Point annotation dataset records:
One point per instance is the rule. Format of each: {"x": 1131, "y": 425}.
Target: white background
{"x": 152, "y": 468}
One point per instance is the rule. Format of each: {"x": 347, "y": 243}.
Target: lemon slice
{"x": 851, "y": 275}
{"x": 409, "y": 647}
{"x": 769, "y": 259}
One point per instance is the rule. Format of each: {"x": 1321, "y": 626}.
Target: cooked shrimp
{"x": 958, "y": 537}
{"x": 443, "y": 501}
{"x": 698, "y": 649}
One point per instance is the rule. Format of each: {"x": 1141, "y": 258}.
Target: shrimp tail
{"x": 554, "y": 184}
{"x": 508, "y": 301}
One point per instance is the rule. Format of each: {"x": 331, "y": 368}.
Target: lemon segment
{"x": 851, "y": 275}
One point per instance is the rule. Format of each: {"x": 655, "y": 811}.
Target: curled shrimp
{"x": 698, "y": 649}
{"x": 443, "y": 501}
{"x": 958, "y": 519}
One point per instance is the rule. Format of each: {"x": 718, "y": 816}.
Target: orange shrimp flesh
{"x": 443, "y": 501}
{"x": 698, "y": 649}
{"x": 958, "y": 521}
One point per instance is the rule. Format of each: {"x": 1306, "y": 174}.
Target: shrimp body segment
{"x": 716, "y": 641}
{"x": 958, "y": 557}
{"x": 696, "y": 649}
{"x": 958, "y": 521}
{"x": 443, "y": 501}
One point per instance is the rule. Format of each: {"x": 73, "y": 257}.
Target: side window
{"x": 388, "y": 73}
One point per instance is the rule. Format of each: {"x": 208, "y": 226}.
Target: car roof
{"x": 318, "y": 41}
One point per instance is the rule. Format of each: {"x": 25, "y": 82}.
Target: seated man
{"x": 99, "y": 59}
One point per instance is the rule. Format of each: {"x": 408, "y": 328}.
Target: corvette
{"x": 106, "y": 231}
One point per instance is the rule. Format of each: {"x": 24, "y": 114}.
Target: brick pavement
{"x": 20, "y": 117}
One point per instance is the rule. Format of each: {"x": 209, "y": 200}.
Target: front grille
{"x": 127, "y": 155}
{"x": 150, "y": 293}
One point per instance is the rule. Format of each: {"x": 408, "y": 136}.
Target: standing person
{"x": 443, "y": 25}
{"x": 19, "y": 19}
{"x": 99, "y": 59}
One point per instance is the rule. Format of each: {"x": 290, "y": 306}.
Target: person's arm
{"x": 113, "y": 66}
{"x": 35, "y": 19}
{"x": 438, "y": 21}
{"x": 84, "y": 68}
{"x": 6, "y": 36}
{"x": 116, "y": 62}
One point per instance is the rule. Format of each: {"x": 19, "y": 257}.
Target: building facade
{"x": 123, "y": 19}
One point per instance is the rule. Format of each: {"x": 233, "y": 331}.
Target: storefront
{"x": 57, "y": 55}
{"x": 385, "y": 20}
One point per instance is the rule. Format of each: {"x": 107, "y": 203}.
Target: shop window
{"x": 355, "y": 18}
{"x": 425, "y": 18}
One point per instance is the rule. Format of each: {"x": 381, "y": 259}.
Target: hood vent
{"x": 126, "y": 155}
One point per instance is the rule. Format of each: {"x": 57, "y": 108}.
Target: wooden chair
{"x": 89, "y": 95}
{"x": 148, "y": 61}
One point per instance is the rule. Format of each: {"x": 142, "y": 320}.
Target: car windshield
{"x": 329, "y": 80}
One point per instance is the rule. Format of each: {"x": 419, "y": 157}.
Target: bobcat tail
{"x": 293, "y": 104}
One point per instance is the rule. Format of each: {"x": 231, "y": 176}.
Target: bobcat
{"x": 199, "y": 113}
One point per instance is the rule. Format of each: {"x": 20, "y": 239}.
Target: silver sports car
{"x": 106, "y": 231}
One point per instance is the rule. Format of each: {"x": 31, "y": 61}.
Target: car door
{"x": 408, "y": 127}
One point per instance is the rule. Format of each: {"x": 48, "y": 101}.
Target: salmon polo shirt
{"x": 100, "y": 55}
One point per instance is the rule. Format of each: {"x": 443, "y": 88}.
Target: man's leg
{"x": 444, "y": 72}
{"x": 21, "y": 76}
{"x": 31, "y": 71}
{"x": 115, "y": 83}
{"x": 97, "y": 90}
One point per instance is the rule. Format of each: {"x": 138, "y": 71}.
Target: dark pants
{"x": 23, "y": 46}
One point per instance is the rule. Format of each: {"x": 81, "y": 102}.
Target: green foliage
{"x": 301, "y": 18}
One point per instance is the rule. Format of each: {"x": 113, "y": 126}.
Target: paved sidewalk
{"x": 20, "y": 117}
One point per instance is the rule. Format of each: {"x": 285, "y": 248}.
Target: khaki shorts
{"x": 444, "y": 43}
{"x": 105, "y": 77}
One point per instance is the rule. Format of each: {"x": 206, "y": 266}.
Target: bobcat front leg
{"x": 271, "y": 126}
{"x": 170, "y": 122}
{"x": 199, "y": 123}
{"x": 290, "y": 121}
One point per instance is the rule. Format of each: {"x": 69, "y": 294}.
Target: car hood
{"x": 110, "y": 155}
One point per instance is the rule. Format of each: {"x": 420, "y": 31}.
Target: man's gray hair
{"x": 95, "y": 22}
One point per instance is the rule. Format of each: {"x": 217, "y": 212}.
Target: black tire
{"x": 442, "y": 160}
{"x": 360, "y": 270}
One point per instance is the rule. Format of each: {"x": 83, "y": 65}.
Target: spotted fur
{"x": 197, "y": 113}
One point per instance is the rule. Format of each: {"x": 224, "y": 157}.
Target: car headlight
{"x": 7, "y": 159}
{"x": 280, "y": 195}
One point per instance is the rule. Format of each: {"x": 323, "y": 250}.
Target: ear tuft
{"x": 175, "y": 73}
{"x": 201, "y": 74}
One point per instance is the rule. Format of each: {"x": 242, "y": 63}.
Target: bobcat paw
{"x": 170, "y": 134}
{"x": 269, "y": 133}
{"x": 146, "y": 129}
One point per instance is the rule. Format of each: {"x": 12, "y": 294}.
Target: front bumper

→ Problem to work on: All of the data needs to be printed once more, exactly.

→ The answer:
One point per instance is the rule. Format of each: {"x": 1131, "y": 425}.
Target: white background
{"x": 152, "y": 468}
One point per instance is the rule. Format of each: {"x": 347, "y": 243}.
Target: lemon slice
{"x": 851, "y": 275}
{"x": 409, "y": 647}
{"x": 769, "y": 259}
One point per instance is the rule. Format of each: {"x": 1321, "y": 626}.
Target: cooked shrimp
{"x": 958, "y": 537}
{"x": 443, "y": 501}
{"x": 698, "y": 649}
One point per instance is the rule. Format of each: {"x": 1141, "y": 258}.
Target: shrimp tail
{"x": 554, "y": 184}
{"x": 508, "y": 301}
One point per instance is the rule. Format of each: {"x": 331, "y": 368}.
Target: lemon segment
{"x": 851, "y": 275}
One point per instance is the rule. Format of each: {"x": 655, "y": 811}.
Target: curled shrimp
{"x": 698, "y": 649}
{"x": 443, "y": 501}
{"x": 958, "y": 519}
One point per instance is the rule. Format of each: {"x": 718, "y": 816}.
Target: orange shrimp flesh
{"x": 443, "y": 501}
{"x": 698, "y": 649}
{"x": 958, "y": 521}
One point per instance is the rule. Format of each: {"x": 1306, "y": 174}.
Target: shrimp body segment
{"x": 716, "y": 641}
{"x": 958, "y": 557}
{"x": 696, "y": 649}
{"x": 958, "y": 521}
{"x": 443, "y": 501}
One point per instance is the rule. Format of each: {"x": 73, "y": 257}.
Target: side window
{"x": 388, "y": 73}
One point per instance is the rule. Format of each: {"x": 208, "y": 226}.
Target: car roof
{"x": 318, "y": 41}
One point per instance is the rule. Format of each: {"x": 25, "y": 82}.
Target: seated man
{"x": 99, "y": 59}
One point per instance is the rule. Format of each: {"x": 408, "y": 328}.
Target: corvette
{"x": 106, "y": 231}
One point per instance is the rule. Format of each: {"x": 24, "y": 114}.
Target: brick pavement
{"x": 20, "y": 117}
One point per instance is the rule. Format of each: {"x": 209, "y": 200}.
Target: front grille
{"x": 127, "y": 155}
{"x": 150, "y": 293}
One point per instance is the rule. Format of each: {"x": 408, "y": 136}.
Target: standing person
{"x": 443, "y": 25}
{"x": 19, "y": 19}
{"x": 99, "y": 59}
One point per instance is the rule. Format of each: {"x": 290, "y": 306}.
Target: person's arm
{"x": 113, "y": 66}
{"x": 35, "y": 19}
{"x": 438, "y": 21}
{"x": 84, "y": 68}
{"x": 6, "y": 36}
{"x": 116, "y": 62}
One point per instance is the rule. Format of each: {"x": 19, "y": 257}.
Target: building facade
{"x": 123, "y": 19}
One point per instance is the rule. Format of each: {"x": 233, "y": 331}.
Target: storefront
{"x": 57, "y": 55}
{"x": 385, "y": 20}
One point per instance is the rule. Format of each: {"x": 107, "y": 203}.
Target: shop window
{"x": 355, "y": 18}
{"x": 425, "y": 18}
One point per instance is the rule. Format of each: {"x": 381, "y": 259}.
Target: hood vent
{"x": 126, "y": 155}
One point per instance is the rule. Format of each: {"x": 57, "y": 108}.
Target: wooden chair
{"x": 89, "y": 95}
{"x": 148, "y": 61}
One point per instance is the rule. Format of each: {"x": 142, "y": 320}.
Target: car windshield
{"x": 329, "y": 80}
One point per instance is the rule. Format of each: {"x": 419, "y": 157}.
Target: bobcat tail
{"x": 293, "y": 104}
One point per instance is the rule. Format of each: {"x": 231, "y": 176}.
Target: bobcat
{"x": 199, "y": 113}
One point per instance is the rule. Format of each: {"x": 20, "y": 239}.
Target: silver sports car
{"x": 106, "y": 231}
One point per instance is the rule. Format of each: {"x": 31, "y": 61}.
Target: car door
{"x": 408, "y": 127}
One point per instance is the rule. Format of each: {"x": 48, "y": 101}.
Target: salmon polo shirt
{"x": 100, "y": 55}
One point per instance is the rule. Format of each: {"x": 443, "y": 88}.
Target: man's leg
{"x": 444, "y": 72}
{"x": 21, "y": 76}
{"x": 31, "y": 71}
{"x": 115, "y": 83}
{"x": 97, "y": 90}
One point per instance is the rule. Format of each: {"x": 138, "y": 71}.
Target: dark pants
{"x": 23, "y": 46}
One point per instance is the rule. Format of each: {"x": 81, "y": 102}.
Target: green foliage
{"x": 301, "y": 18}
One point per instance is the rule. Format of each: {"x": 113, "y": 126}.
Target: paved sidewalk
{"x": 20, "y": 117}
One point per instance is the rule. Format of each: {"x": 285, "y": 248}.
Target: khaki shorts
{"x": 444, "y": 43}
{"x": 105, "y": 77}
One point per instance is the rule. Format of each: {"x": 206, "y": 266}.
Target: bobcat front leg
{"x": 271, "y": 126}
{"x": 170, "y": 122}
{"x": 199, "y": 123}
{"x": 290, "y": 121}
One point per instance is the rule. Format of each: {"x": 69, "y": 294}.
Target: car hood
{"x": 110, "y": 155}
One point per instance is the rule. Format of each: {"x": 420, "y": 31}.
Target: man's gray hair
{"x": 95, "y": 22}
One point per instance is the rule. Format of each: {"x": 217, "y": 212}.
Target: black tire
{"x": 442, "y": 160}
{"x": 360, "y": 270}
One point per instance is the rule. Format of each: {"x": 83, "y": 65}.
Target: spotted fur
{"x": 197, "y": 113}
One point per instance is the rule. Format of each: {"x": 224, "y": 157}.
Target: car headlight
{"x": 7, "y": 159}
{"x": 280, "y": 195}
One point per instance is the rule. Format of each: {"x": 323, "y": 250}.
Target: ear tuft
{"x": 175, "y": 73}
{"x": 201, "y": 74}
One point per instance is the rule. Format of each: {"x": 242, "y": 63}.
Target: bobcat paw
{"x": 170, "y": 134}
{"x": 269, "y": 133}
{"x": 146, "y": 129}
One point per instance is the rule. Format of each: {"x": 12, "y": 294}.
Target: front bumper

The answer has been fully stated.